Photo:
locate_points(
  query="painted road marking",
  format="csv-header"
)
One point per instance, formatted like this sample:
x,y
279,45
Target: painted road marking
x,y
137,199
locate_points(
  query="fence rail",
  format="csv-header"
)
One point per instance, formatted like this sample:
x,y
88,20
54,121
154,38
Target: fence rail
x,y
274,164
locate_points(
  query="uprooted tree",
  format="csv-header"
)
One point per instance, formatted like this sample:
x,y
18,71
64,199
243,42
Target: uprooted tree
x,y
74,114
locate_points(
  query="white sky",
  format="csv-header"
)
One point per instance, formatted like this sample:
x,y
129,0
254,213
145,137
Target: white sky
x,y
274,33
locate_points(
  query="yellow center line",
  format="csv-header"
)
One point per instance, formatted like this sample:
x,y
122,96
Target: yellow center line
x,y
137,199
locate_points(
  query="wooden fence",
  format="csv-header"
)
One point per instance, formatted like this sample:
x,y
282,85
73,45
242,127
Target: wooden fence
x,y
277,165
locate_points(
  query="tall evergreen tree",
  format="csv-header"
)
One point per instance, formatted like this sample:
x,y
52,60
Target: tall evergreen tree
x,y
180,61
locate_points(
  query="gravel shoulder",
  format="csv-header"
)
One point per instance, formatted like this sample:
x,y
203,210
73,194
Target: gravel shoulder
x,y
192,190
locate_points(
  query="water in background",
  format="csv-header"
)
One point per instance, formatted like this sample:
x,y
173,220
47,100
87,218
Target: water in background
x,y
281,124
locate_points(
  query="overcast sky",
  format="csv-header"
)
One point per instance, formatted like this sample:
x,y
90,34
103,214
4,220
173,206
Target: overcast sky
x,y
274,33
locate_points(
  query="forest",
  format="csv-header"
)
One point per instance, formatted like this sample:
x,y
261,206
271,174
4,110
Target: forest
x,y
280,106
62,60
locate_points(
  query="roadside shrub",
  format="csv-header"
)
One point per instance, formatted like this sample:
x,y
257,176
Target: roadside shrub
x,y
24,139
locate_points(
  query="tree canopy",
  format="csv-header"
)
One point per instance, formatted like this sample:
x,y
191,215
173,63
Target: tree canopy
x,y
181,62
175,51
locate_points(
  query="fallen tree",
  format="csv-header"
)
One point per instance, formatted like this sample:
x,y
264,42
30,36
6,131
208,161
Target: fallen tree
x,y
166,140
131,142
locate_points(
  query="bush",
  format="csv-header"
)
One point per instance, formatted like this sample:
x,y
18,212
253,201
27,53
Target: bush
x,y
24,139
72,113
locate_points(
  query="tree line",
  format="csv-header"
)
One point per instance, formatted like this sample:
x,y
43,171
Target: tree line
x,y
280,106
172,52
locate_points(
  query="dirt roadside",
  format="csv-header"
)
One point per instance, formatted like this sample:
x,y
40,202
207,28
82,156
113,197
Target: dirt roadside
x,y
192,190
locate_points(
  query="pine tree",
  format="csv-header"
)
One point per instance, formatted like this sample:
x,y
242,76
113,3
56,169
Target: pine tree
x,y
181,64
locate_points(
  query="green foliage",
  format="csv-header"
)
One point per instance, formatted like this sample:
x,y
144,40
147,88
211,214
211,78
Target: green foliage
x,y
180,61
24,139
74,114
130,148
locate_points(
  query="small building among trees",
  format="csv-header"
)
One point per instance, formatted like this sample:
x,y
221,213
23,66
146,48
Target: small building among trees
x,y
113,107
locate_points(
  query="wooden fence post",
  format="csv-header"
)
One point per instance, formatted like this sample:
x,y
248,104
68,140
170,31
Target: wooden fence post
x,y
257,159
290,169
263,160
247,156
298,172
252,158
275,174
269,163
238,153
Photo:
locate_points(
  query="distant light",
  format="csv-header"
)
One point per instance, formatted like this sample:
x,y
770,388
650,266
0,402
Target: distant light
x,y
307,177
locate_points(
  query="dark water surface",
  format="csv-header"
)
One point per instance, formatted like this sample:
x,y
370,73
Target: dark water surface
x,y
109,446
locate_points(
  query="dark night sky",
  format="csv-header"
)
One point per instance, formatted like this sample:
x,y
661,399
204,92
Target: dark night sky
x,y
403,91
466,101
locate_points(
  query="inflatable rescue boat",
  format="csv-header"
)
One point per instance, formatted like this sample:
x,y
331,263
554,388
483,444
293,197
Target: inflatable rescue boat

TO DO:
Scan the material for the word "boat". Return every line where it is found.

EXPECTED ANSWER:
  query="inflatable rescue boat",
Target: inflatable rescue boat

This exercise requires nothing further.